과제 설명:
아래 데이터에서 "tree"라는 단어가 들어 있는 줄을 빠짐없이 나열하세요.

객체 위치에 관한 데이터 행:
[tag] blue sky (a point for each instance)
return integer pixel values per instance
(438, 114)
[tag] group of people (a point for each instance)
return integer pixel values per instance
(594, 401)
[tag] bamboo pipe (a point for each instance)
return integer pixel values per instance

---

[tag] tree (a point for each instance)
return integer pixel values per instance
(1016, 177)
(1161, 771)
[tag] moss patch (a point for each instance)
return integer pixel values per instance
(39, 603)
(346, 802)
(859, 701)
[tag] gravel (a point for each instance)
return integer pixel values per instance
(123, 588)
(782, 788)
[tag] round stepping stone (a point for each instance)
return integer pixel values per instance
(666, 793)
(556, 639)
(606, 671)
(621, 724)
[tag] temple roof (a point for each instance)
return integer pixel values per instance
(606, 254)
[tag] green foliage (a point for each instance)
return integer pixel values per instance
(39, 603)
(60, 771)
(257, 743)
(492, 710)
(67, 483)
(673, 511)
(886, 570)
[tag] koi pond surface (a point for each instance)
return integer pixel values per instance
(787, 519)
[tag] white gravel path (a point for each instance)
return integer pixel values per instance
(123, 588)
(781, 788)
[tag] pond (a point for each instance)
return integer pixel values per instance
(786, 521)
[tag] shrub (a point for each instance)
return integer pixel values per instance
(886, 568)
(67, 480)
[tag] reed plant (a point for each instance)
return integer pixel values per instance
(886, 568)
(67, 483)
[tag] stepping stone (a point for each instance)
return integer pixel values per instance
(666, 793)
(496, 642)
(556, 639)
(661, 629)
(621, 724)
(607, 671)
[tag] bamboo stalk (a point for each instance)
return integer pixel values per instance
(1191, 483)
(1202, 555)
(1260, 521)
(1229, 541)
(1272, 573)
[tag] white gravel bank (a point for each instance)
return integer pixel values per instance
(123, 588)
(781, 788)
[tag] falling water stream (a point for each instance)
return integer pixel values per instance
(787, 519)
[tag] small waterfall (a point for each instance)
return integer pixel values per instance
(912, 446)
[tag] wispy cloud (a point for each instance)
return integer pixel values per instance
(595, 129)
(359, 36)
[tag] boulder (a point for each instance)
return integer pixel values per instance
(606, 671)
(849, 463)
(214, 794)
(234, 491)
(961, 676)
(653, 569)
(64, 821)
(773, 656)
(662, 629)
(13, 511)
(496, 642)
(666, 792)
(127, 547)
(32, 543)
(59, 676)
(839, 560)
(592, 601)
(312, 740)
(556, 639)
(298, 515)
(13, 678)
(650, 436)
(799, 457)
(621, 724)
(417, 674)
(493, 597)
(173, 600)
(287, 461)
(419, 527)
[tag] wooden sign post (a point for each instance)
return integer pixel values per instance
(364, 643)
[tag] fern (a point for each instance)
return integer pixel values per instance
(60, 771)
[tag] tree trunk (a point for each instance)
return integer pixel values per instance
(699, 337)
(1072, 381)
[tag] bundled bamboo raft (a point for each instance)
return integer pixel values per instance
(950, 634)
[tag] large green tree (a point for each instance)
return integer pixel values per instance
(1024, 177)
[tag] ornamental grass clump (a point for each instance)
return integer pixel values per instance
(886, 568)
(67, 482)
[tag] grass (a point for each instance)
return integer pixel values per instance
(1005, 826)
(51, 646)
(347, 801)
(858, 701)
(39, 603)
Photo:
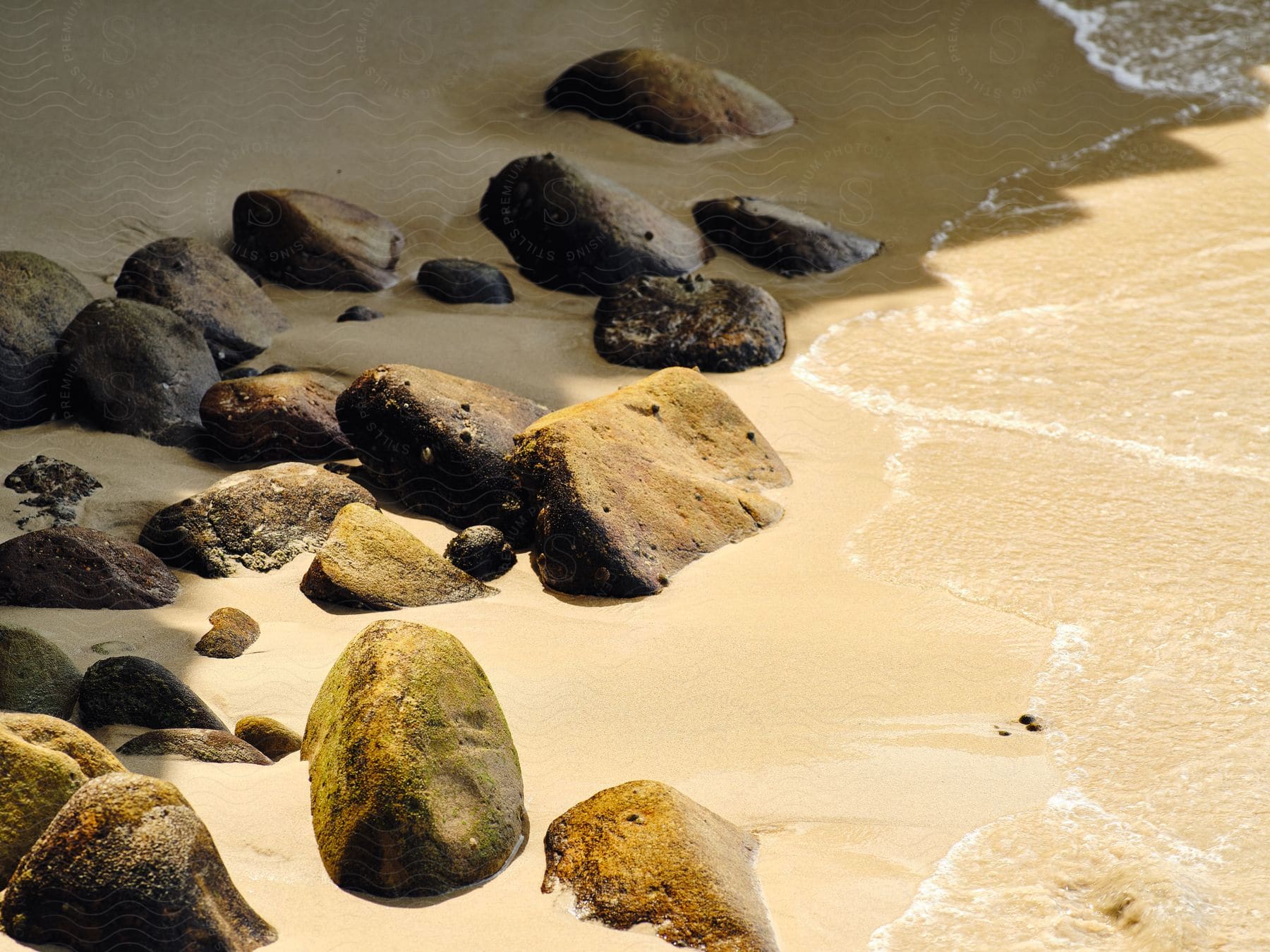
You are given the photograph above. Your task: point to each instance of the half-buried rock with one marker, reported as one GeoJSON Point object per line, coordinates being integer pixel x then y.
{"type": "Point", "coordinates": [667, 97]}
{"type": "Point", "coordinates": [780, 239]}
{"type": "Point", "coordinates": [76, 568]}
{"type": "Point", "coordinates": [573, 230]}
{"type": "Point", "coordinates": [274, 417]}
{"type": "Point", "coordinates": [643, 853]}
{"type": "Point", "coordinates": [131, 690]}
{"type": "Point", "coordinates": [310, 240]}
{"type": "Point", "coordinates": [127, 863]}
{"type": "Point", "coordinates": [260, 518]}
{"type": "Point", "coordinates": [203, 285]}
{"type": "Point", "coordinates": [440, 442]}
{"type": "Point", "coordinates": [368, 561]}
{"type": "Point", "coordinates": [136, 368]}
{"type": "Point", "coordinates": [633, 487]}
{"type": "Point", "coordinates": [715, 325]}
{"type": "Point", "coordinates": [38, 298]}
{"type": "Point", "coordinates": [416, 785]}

---

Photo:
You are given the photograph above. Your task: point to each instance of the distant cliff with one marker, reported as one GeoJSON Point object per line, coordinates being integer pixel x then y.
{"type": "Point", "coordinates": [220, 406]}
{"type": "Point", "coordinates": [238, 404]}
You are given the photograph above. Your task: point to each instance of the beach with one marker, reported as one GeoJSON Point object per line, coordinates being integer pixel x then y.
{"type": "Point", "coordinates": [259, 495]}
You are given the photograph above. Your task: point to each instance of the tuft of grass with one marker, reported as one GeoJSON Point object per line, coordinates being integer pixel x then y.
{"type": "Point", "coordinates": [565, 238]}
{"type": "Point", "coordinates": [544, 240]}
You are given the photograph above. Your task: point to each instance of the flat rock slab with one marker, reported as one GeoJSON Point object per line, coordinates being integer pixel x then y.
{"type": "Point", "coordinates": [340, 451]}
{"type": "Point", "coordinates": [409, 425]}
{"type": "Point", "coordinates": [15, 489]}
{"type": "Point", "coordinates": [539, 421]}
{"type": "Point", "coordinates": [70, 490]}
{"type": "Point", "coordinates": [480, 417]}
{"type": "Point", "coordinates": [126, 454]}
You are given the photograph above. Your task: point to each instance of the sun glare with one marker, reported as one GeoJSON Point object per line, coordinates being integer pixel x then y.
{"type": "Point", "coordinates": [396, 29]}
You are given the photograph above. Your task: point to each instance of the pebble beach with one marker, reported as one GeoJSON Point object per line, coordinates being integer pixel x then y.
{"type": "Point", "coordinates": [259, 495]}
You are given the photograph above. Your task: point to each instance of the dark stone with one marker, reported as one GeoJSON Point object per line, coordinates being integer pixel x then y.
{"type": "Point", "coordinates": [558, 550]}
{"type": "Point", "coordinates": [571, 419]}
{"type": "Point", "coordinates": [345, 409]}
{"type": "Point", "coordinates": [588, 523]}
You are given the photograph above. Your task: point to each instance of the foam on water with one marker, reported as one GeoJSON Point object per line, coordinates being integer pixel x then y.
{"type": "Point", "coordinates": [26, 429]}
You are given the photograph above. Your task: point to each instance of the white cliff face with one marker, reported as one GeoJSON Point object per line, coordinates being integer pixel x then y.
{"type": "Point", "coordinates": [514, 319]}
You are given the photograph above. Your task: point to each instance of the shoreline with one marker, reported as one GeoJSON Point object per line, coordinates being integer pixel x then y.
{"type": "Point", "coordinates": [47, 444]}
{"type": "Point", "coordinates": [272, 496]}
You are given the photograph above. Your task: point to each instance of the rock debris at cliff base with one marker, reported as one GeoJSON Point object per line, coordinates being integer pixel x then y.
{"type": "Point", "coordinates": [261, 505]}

답변:
[tag] tree (a point for each instance)
[tag] tree trunk (a point for each instance)
[tag] large green tree (a point for each instance)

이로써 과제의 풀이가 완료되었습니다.